▸ Description of the task
Please quote every one of the items below word for word, leaving the pictures out of your answer.

─── Material shown

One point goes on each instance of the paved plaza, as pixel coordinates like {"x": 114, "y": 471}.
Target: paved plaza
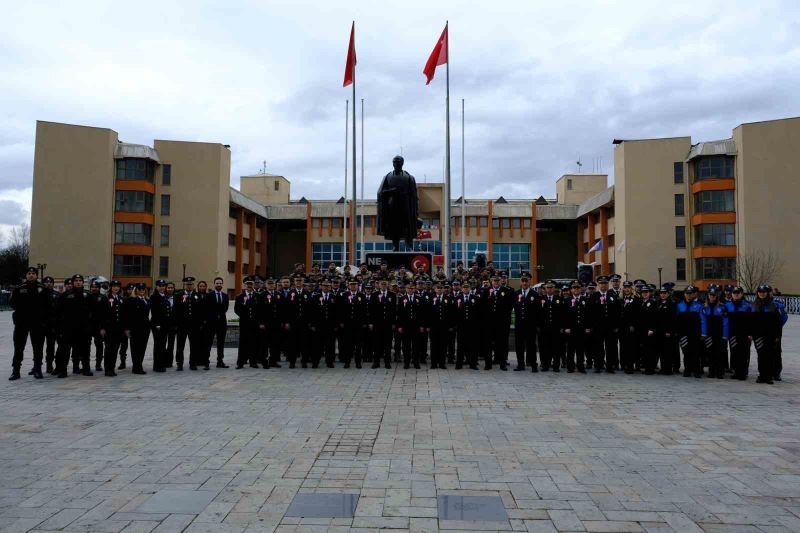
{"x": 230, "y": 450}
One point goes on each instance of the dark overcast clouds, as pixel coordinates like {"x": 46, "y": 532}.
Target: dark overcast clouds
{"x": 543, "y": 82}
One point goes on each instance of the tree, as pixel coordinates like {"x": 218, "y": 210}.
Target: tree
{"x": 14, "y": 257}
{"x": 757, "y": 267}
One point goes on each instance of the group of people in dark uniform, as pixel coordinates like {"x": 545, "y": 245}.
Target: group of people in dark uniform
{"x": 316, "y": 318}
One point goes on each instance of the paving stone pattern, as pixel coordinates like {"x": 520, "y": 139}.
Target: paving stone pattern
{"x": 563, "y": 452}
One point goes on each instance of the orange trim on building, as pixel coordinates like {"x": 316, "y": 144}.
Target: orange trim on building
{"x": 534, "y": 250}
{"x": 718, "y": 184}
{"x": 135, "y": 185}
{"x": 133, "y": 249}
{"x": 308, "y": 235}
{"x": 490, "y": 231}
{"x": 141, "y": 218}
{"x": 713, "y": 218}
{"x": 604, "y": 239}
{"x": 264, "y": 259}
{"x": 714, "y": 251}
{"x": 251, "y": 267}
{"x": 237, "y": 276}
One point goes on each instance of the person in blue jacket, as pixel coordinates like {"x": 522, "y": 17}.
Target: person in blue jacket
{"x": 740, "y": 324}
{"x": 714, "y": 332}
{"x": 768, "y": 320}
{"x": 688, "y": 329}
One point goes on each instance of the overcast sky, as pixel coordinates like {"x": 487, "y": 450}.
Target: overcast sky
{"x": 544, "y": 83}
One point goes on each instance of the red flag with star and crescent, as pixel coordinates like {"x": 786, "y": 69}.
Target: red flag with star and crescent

──────

▸ Final result
One point goes on each instance of the paved plaza, as pixel coordinates like {"x": 114, "y": 471}.
Target: paved plaza
{"x": 230, "y": 450}
One point goes on each instance of the dark overcast clouds, as pixel coordinates like {"x": 46, "y": 532}.
Target: dark overcast clouds
{"x": 543, "y": 82}
One point goes on each instance of the tree, as pixel coordinates like {"x": 218, "y": 210}.
Target: tree
{"x": 14, "y": 257}
{"x": 757, "y": 267}
One point goes on each instance of the group of people in dark uniform, as pixel coordinates like {"x": 545, "y": 245}.
Target: group of people in dark uniform
{"x": 316, "y": 318}
One point goes on each instance of the paving stone pattern, as pixel coordinates like {"x": 520, "y": 139}.
Target: paving stone pattern
{"x": 563, "y": 452}
One point goes on each instance of the orange trim on building, as pixel coordinates like {"x": 316, "y": 144}.
Target: orange trim on building
{"x": 534, "y": 250}
{"x": 718, "y": 184}
{"x": 135, "y": 185}
{"x": 133, "y": 249}
{"x": 308, "y": 235}
{"x": 490, "y": 231}
{"x": 141, "y": 218}
{"x": 713, "y": 218}
{"x": 604, "y": 239}
{"x": 264, "y": 259}
{"x": 714, "y": 251}
{"x": 251, "y": 267}
{"x": 237, "y": 276}
One point goes on each instance of the person in blue jacket, as pixel coordinates like {"x": 522, "y": 17}.
Target: person in blue jacket
{"x": 740, "y": 324}
{"x": 714, "y": 332}
{"x": 768, "y": 320}
{"x": 688, "y": 329}
One point goes on each instance of the overcast sky, as pixel coordinates like {"x": 487, "y": 450}.
Target: overcast sky
{"x": 544, "y": 83}
One point goes on each instance of the red flag with star and crescent, as pixel coordinates like {"x": 786, "y": 69}.
Target: red flag with star and crescent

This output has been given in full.